* **Selected text**
******
The researcher will be looking at NEXTA and other Telegram channels to understand their network structure, their number of subscribers, and how the platform has driven change in the country since the protests began six weeks ago.
Alexey Petrusevich, who is studying computer science at Northeastern and serving a co-op this fall at an e-commerce company in Boston, has been closely following the unrest in his native country.
As a student, he’s been unnerved to see the way police have responded to his peers—even on Knowledge Day, which falls on September 1 and marks the beginning of the school year in Belarus.
“It’s very sad to see that when people should be celebrating their advancement in academia, instead you see police in full riot gear beating them up and taking them to prisons and jails, and giving them fines for doing absolutely nothing [wrong],” Petrusevich says.
He says he has never been prouder of his compatriots. Owners of small businesses often bring water, food, and coffee to protesters. Individuals and groups are collecting funds for workers who are on strike in state-controlled factories and for people who were injured and tortured during the demonstrations.
******
* **Material supplied**
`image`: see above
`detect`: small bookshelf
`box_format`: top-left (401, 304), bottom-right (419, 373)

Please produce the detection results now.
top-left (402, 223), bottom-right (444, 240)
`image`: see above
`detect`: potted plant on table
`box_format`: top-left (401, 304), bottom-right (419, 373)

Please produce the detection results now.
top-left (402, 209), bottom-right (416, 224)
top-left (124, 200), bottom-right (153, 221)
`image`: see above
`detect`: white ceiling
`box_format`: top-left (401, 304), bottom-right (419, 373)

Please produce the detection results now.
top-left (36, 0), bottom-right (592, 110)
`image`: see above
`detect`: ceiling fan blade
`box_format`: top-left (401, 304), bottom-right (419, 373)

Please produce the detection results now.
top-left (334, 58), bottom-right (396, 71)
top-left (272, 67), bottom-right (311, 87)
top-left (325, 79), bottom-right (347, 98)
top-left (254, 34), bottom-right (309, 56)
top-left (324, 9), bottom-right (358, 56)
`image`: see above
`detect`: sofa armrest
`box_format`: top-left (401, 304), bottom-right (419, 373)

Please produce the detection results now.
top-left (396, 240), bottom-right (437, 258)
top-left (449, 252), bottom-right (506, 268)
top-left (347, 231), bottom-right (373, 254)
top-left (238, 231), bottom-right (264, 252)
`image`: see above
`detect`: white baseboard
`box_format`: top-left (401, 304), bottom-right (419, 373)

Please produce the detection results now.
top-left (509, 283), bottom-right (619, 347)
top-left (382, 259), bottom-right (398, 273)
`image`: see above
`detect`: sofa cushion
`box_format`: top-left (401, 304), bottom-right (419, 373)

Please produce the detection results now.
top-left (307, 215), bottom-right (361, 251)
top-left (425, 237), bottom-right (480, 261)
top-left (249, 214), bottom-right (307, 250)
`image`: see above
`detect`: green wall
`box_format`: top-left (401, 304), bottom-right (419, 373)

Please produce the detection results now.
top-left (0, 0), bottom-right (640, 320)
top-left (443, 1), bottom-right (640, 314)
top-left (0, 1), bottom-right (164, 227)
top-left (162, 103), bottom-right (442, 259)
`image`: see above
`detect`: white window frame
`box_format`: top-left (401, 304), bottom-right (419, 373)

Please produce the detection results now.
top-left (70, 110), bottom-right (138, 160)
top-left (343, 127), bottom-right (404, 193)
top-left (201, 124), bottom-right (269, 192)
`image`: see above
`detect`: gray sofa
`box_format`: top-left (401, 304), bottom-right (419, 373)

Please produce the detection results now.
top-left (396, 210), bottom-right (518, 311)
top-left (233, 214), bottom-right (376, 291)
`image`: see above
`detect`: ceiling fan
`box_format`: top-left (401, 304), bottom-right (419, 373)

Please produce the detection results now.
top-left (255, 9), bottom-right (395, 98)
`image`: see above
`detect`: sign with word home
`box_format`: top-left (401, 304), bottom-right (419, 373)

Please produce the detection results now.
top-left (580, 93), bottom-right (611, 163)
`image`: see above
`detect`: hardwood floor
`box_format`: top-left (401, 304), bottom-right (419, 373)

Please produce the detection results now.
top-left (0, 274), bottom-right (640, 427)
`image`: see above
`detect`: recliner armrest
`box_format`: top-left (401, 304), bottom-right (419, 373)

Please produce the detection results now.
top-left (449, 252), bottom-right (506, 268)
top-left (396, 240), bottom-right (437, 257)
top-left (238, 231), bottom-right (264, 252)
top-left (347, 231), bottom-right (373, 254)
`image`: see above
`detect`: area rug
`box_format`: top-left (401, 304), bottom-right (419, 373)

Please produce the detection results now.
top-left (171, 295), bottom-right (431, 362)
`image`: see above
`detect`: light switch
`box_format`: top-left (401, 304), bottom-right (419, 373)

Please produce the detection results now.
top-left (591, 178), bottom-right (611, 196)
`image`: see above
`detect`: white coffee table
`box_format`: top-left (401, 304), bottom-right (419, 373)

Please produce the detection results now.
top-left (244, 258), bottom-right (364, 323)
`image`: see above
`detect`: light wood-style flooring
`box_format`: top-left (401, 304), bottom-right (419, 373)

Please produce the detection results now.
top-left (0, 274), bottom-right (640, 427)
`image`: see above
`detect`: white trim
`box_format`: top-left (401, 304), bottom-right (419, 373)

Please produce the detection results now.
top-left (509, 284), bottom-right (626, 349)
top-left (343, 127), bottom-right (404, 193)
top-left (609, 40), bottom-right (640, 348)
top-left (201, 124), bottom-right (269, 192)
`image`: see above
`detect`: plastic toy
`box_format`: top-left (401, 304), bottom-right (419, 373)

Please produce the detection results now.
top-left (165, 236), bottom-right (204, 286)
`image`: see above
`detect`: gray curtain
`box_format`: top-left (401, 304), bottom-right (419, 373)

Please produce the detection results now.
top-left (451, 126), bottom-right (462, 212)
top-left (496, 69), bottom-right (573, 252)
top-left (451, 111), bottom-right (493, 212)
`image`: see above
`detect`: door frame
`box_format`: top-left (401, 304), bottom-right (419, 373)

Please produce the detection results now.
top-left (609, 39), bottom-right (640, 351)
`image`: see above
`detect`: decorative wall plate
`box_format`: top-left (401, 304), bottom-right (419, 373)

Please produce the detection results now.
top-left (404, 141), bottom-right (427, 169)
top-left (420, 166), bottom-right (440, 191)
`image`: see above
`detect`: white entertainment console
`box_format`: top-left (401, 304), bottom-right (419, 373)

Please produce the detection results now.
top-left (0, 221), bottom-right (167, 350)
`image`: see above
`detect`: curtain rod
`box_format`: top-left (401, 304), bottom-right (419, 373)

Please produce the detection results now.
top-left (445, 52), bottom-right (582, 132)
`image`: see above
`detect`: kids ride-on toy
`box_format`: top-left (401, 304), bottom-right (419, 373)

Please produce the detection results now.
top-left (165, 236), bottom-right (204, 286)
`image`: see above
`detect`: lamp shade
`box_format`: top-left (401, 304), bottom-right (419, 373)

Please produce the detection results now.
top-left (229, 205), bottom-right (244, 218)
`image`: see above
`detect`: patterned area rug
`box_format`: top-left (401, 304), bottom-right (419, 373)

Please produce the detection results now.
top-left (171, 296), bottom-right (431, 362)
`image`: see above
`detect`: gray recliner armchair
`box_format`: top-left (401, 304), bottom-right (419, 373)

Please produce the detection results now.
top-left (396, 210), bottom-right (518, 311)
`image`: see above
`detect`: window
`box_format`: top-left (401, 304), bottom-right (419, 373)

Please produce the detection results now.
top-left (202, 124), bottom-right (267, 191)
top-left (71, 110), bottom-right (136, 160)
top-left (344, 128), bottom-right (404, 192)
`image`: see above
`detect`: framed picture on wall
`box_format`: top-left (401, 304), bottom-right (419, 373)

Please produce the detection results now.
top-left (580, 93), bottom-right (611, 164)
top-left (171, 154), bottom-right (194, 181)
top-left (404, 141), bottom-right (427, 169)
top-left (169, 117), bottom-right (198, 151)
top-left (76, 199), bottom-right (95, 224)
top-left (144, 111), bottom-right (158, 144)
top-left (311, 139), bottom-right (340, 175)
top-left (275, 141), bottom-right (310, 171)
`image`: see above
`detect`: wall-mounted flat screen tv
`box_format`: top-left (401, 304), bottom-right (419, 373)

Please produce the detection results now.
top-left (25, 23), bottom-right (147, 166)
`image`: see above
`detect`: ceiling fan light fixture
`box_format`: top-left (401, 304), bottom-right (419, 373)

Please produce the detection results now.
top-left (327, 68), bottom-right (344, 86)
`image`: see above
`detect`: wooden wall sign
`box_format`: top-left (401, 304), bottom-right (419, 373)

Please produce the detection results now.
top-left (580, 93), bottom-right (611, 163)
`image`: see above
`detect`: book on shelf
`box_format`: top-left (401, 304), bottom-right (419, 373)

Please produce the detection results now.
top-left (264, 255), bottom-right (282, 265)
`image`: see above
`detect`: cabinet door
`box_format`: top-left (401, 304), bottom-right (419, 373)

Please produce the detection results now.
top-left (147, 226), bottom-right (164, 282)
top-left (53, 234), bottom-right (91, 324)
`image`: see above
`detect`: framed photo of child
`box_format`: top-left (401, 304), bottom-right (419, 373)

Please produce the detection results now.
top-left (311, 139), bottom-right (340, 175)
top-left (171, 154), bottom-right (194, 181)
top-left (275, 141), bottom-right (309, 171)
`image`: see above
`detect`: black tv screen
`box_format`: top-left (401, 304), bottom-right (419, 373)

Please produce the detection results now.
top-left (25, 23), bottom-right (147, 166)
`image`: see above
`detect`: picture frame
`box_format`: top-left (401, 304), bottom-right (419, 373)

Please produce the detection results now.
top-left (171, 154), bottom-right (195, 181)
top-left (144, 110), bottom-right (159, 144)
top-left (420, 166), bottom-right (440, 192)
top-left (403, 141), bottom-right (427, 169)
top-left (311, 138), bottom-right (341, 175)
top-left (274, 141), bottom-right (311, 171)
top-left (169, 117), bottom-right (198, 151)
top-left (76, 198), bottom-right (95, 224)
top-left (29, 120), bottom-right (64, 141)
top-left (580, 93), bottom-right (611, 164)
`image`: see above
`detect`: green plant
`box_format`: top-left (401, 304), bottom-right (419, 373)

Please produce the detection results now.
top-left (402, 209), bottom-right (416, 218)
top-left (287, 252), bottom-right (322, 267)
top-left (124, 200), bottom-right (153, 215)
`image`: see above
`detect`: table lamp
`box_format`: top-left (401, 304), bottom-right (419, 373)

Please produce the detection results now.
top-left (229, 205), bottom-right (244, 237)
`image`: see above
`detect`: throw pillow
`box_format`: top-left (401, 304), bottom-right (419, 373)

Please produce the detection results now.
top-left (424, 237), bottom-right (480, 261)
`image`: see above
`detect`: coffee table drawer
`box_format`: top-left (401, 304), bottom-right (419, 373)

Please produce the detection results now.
******
* **Actions to take**
A) In the passage about the Belarus protests, rewrite the paragraph beginning "He says he has never been prouder" as a short bulleted list that keeps its main facts.
B) Summarize the passage about the Belarus protests in exactly two sentences.

* **Solutions to the exercise**
A)
- Petrusevich has never been prouder of his compatriots.
- Small-business owners often bring protesters water, food, and coffee.
- Individuals and groups collect funds for striking workers in state-controlled factories.
- They also collect funds for people injured and tortured during the demonstrations.

B) Alexey Petrusevich is a Northeastern computer science student from Belarus who has been closely following the unrest there, and he is unnerved by how police have treated students, even on Knowledge Day. He says he has never been prouder of his compatriots, because small-business owners bring supplies to protesters and people collect funds for striking workers and for those injured or tortured.